▸ EXERCISE DIRECTIONS
Search term "background": copy each line of the data containing it.

Source data
/---

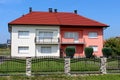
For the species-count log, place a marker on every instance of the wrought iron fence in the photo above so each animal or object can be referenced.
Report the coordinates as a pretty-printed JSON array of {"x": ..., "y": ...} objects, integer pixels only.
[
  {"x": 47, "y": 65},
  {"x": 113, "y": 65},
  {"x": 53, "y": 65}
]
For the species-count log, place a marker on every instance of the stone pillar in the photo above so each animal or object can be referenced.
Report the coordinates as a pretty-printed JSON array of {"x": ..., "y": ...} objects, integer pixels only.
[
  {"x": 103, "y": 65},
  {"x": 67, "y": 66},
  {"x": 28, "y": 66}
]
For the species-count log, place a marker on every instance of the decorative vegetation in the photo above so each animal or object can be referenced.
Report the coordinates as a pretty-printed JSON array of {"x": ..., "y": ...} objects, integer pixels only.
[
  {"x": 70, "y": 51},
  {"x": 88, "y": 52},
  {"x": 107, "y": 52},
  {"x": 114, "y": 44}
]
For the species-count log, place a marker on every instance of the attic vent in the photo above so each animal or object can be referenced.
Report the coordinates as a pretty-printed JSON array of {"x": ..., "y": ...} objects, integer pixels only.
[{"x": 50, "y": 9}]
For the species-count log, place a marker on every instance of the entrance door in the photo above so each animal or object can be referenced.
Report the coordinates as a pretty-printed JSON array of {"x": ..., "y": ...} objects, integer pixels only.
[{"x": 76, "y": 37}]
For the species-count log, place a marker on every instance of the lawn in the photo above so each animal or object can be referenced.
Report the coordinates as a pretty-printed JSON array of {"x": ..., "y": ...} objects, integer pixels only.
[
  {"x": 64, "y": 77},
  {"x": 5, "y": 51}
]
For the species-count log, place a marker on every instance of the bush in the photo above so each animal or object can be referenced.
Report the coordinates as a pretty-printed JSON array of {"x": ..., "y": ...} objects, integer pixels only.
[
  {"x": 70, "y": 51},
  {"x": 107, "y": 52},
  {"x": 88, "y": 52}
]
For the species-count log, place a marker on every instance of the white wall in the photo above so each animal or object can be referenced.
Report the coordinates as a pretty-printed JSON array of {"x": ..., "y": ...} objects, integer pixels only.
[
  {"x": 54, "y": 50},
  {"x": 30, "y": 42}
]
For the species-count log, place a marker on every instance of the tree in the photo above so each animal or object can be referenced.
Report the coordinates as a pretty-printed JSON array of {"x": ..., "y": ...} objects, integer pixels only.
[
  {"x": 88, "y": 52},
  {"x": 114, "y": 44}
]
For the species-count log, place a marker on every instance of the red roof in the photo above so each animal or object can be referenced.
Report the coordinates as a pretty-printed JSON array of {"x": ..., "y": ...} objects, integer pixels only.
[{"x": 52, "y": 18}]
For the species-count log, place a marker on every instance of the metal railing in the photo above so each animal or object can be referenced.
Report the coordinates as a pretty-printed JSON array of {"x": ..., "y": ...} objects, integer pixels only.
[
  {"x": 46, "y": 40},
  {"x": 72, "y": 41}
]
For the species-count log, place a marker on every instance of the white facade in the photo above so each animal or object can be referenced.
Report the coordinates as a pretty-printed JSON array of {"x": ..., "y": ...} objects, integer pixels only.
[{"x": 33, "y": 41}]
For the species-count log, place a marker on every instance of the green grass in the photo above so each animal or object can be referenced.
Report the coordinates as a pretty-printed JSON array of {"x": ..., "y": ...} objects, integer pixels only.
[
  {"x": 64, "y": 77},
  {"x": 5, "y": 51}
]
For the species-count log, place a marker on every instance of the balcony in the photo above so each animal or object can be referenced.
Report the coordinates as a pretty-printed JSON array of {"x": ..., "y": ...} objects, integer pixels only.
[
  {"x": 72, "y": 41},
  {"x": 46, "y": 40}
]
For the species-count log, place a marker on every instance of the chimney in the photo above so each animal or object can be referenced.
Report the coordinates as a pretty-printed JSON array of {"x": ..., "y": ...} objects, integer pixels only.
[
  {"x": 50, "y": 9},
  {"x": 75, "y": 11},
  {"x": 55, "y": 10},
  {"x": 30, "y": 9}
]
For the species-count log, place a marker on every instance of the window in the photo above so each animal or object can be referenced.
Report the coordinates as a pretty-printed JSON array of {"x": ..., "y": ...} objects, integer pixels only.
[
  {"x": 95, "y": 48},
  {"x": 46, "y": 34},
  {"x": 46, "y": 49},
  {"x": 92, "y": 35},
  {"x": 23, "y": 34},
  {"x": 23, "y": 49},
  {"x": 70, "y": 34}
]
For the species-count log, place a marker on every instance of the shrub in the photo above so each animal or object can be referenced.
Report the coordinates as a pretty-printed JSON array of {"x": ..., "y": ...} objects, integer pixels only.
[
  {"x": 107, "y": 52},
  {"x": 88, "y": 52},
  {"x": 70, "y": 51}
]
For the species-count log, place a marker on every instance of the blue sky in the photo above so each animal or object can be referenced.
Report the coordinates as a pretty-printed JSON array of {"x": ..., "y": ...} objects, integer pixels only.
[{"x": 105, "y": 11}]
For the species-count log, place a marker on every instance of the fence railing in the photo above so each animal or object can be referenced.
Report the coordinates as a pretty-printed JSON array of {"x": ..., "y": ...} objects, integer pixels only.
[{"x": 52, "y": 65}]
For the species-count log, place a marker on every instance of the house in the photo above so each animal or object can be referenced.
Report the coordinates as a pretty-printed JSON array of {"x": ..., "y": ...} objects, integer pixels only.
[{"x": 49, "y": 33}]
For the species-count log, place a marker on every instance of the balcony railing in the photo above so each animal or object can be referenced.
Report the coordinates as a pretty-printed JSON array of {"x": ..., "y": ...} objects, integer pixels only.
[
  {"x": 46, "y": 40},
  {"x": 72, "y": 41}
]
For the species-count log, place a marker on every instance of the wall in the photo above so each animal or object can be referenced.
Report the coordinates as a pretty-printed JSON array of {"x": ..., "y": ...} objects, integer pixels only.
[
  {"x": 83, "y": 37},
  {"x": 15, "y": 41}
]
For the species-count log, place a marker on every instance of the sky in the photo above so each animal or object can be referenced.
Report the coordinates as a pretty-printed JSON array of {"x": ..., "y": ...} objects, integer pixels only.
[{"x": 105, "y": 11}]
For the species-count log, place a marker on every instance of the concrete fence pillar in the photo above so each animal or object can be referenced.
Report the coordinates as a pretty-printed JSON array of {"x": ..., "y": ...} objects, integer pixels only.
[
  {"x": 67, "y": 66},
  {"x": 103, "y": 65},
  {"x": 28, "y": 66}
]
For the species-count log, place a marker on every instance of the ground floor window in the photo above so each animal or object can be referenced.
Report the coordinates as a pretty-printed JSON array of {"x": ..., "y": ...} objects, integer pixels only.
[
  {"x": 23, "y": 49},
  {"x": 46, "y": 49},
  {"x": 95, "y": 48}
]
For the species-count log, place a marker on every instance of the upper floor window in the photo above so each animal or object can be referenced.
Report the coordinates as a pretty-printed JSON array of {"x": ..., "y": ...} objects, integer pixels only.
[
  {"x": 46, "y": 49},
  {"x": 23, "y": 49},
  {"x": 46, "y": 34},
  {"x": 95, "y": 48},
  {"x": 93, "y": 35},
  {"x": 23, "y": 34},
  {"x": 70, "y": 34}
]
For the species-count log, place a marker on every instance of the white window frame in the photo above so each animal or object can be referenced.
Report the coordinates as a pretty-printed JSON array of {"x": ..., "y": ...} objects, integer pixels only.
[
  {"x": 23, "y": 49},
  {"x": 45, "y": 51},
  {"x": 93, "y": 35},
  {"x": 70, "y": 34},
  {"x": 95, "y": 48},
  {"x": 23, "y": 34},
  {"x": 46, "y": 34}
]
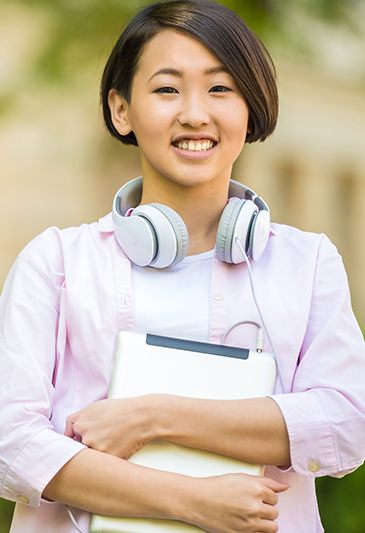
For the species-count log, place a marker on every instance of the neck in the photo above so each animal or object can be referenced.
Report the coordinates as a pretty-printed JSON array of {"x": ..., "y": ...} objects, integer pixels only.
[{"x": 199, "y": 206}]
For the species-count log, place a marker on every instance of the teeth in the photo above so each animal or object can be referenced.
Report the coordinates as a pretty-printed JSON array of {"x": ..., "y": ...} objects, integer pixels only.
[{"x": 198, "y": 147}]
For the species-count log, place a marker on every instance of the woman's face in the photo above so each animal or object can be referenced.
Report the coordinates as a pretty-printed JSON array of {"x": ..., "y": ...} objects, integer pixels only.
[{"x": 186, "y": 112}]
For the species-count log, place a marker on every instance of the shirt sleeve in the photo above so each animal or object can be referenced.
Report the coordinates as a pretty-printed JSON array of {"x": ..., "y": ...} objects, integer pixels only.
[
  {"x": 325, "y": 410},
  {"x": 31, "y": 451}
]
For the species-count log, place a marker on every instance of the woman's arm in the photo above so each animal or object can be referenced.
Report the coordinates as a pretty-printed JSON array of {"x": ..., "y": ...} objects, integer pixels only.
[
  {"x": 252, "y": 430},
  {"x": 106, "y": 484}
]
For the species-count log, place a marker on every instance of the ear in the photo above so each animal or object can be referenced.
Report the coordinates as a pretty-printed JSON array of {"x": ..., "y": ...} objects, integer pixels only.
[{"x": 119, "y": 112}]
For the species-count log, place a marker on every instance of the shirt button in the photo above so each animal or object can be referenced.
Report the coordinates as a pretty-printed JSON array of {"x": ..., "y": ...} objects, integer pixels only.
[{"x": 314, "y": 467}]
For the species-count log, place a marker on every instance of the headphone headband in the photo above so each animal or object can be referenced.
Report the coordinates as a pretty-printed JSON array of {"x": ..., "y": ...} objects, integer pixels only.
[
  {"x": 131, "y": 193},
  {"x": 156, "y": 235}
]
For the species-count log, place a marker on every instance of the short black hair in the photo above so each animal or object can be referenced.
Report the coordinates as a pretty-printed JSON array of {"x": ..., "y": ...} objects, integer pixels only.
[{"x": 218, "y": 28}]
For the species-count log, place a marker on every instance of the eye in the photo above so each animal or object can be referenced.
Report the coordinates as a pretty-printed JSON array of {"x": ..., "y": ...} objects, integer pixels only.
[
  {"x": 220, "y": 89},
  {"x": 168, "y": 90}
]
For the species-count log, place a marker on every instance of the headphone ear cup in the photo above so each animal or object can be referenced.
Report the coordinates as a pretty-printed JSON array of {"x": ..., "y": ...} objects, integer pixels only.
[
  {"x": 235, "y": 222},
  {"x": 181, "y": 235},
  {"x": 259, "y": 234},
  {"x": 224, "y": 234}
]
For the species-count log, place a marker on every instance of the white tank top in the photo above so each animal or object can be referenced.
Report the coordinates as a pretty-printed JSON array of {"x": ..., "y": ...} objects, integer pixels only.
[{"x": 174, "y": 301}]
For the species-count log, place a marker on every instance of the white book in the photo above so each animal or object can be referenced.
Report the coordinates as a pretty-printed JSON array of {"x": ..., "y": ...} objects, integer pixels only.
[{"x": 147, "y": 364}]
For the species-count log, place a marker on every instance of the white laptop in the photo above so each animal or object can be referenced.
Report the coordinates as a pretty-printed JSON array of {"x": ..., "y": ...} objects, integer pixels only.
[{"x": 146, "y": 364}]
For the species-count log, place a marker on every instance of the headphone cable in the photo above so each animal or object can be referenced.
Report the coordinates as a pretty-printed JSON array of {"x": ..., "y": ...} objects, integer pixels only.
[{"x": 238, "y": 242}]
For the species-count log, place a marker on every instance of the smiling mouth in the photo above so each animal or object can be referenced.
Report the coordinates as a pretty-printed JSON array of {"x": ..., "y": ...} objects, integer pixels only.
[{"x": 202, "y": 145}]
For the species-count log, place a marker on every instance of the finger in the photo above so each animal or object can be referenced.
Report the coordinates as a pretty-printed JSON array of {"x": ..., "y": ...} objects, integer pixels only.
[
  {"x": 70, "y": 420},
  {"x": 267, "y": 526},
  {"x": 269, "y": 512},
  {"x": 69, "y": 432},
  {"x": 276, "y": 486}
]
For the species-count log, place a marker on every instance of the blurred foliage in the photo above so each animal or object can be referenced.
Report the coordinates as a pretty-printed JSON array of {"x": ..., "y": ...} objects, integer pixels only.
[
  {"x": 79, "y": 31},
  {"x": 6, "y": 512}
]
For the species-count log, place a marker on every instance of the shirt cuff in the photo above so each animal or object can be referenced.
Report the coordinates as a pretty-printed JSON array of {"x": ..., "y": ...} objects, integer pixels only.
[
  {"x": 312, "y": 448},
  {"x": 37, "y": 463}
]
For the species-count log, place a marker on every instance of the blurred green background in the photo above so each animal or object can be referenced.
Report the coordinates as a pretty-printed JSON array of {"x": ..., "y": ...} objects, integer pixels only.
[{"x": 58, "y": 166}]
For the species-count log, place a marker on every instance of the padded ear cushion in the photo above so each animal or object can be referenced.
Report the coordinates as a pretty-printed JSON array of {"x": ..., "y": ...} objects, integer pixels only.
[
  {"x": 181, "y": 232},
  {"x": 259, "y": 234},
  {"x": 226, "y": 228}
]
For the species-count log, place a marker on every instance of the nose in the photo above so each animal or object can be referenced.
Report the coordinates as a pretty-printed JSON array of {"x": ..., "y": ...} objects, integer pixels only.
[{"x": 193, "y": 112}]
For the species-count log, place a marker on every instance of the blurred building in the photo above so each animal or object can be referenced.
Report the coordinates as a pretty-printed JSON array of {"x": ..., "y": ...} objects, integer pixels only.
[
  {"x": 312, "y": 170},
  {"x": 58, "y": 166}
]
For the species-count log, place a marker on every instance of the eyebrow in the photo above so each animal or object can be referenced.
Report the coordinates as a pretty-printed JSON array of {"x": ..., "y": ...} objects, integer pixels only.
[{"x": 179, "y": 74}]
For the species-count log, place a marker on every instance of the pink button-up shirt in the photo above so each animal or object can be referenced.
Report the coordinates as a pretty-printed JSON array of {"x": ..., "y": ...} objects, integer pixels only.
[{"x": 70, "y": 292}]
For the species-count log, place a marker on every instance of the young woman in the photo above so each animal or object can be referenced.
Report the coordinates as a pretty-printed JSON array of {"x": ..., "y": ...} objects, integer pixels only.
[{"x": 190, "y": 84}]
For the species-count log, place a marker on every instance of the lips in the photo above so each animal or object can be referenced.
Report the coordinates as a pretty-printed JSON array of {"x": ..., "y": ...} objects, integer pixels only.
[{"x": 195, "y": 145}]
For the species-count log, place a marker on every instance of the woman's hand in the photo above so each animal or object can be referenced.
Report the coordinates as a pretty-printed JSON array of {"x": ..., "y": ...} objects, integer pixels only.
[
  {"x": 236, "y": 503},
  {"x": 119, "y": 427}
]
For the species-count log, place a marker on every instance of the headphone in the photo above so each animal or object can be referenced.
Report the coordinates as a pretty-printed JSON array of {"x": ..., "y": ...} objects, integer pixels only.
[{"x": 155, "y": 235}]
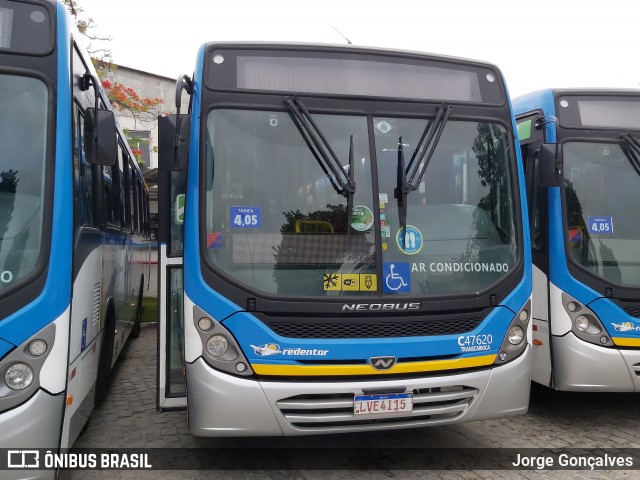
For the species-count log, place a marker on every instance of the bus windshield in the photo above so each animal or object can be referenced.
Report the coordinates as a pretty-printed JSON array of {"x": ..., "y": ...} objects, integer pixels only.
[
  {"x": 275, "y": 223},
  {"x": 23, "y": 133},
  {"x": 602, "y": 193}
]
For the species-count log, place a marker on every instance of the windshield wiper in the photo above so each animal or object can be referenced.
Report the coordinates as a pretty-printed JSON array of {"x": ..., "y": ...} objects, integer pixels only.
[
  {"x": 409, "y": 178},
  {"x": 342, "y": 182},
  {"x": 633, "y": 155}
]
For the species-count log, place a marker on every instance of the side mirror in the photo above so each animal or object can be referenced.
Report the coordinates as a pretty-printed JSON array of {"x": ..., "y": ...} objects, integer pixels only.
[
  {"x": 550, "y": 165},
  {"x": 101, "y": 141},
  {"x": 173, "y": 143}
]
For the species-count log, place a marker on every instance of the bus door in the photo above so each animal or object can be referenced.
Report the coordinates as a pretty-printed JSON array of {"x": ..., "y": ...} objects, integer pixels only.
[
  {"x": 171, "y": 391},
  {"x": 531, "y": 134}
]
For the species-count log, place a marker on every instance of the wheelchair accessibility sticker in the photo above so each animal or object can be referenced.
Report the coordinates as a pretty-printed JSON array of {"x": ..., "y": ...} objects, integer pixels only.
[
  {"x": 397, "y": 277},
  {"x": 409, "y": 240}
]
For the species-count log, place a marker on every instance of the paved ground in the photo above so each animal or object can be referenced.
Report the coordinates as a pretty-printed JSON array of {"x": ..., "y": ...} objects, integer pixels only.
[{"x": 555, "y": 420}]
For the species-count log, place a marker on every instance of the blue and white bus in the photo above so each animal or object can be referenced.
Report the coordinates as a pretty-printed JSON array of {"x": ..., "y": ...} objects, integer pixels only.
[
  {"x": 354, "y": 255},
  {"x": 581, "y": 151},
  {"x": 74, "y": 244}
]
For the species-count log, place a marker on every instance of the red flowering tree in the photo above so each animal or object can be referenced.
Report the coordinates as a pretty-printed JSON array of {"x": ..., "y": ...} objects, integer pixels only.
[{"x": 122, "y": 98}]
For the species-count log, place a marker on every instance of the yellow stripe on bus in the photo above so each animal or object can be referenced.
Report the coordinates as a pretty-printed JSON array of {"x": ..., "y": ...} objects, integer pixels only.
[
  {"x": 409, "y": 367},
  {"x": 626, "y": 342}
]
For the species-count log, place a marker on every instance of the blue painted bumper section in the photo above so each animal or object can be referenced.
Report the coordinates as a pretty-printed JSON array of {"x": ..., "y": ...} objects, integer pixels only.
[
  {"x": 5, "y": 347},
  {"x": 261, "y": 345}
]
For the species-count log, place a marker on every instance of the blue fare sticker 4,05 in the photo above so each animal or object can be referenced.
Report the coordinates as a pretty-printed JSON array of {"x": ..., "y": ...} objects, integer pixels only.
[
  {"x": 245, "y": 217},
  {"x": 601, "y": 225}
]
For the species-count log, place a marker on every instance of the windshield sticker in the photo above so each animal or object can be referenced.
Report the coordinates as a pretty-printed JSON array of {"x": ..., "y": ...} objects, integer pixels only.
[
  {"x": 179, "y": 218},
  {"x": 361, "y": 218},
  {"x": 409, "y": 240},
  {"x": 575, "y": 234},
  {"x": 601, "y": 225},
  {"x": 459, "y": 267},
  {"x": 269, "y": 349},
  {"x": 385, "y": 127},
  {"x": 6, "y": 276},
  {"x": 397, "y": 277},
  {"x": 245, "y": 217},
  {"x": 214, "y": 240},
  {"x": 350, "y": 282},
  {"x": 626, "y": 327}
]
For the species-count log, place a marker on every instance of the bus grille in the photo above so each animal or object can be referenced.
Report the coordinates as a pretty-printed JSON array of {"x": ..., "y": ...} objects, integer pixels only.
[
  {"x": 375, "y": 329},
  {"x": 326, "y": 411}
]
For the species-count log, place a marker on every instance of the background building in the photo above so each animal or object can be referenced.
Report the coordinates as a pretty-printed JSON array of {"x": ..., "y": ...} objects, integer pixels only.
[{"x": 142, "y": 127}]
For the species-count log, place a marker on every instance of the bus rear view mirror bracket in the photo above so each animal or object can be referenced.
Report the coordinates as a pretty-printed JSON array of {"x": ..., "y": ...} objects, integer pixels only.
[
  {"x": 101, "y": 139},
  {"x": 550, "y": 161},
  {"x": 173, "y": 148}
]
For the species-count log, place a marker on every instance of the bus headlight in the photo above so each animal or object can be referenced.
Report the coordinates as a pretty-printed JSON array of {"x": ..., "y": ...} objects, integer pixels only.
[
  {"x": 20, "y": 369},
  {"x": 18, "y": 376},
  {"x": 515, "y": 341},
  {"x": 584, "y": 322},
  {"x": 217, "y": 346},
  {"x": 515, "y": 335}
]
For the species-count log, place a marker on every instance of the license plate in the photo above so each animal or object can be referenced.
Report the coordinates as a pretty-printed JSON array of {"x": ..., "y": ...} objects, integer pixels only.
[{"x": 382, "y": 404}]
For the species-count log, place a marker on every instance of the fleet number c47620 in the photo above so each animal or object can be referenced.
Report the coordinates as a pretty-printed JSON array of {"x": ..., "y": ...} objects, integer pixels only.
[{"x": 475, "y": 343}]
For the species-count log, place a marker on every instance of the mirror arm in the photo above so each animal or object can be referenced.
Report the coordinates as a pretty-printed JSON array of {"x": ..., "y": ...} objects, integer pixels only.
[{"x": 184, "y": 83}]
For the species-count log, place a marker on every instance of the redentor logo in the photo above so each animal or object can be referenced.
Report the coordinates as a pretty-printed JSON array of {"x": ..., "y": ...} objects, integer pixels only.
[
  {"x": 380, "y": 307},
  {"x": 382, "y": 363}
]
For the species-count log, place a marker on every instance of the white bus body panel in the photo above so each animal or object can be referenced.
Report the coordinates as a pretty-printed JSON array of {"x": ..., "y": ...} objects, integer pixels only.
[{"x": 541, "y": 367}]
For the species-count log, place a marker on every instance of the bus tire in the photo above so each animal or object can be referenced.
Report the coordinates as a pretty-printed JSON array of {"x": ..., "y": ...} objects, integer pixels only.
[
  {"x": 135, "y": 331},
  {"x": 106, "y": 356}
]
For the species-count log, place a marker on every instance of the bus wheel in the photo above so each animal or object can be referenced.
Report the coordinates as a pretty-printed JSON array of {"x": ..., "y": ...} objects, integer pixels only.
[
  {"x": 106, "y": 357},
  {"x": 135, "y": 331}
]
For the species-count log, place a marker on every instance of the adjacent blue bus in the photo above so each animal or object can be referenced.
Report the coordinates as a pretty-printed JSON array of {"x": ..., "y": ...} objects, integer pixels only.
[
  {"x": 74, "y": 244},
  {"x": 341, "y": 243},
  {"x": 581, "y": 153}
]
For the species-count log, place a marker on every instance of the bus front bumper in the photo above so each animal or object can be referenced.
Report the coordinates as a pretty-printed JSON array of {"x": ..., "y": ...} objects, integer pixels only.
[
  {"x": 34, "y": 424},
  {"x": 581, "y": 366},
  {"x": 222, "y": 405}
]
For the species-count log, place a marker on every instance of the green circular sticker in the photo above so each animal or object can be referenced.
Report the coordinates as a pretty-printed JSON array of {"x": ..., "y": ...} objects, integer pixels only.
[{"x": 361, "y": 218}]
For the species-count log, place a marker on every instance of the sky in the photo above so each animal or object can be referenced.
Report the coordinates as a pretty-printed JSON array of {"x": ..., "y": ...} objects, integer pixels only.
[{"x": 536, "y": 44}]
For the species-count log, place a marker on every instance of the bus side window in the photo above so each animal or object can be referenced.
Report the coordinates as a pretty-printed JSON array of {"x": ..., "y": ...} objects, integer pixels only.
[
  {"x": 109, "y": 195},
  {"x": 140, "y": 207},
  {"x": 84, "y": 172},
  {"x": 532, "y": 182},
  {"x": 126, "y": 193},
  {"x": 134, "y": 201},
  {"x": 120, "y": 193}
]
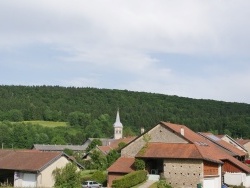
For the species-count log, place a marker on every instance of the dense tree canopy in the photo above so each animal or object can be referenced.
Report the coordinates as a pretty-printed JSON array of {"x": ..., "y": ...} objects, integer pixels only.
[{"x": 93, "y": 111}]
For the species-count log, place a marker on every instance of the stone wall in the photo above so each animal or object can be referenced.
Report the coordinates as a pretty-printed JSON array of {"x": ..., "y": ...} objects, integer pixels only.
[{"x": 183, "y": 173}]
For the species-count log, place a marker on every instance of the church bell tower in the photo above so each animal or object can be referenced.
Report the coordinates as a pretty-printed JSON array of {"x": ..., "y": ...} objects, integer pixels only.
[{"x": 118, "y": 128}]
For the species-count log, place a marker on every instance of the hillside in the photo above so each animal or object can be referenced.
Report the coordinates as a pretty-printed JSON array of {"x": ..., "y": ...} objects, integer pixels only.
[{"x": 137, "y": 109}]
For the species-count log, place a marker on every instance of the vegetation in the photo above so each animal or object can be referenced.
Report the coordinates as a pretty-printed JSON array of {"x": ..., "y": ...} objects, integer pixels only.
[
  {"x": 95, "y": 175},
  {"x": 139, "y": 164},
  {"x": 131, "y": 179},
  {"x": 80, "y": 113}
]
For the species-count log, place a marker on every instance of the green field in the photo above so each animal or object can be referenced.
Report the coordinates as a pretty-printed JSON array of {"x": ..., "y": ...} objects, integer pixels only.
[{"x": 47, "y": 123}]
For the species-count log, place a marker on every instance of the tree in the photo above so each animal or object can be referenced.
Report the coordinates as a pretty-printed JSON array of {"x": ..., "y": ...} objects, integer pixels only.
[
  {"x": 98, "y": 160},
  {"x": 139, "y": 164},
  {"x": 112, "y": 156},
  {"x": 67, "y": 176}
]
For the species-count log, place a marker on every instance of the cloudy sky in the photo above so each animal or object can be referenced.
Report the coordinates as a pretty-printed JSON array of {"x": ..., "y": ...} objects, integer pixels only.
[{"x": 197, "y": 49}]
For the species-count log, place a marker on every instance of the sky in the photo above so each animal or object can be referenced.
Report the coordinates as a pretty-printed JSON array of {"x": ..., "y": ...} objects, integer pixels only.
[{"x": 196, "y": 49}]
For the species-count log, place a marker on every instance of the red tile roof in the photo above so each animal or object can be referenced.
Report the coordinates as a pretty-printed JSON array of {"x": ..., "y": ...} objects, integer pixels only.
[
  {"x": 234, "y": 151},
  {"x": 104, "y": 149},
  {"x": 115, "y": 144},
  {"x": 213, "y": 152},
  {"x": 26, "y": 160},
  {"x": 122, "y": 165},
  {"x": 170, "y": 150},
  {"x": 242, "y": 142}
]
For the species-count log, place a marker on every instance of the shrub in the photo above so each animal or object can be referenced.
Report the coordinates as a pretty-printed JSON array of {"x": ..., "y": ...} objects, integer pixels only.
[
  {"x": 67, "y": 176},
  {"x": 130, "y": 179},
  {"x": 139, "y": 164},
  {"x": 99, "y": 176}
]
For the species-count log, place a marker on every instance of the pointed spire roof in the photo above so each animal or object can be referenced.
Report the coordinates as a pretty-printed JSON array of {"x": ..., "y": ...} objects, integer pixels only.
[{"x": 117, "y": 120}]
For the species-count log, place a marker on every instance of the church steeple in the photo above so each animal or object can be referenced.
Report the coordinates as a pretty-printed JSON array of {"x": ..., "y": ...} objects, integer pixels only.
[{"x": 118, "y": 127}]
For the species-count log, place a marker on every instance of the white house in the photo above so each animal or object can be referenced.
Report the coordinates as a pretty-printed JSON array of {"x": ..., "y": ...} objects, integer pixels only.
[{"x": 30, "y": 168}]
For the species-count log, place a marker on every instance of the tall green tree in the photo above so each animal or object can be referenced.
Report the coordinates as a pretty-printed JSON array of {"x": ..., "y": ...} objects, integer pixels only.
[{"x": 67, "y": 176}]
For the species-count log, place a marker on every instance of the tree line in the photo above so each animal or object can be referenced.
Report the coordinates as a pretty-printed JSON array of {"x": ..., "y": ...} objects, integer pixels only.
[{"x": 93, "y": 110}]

\---

▸ EXPECTED OUTPUT
For the species-count log, place a marker on every instance of the blurred green background in the photo above so each animal or object can be referenced.
For the species-count log, place a marker on every instance of the background building in the photo above so each animal or object can be referenced.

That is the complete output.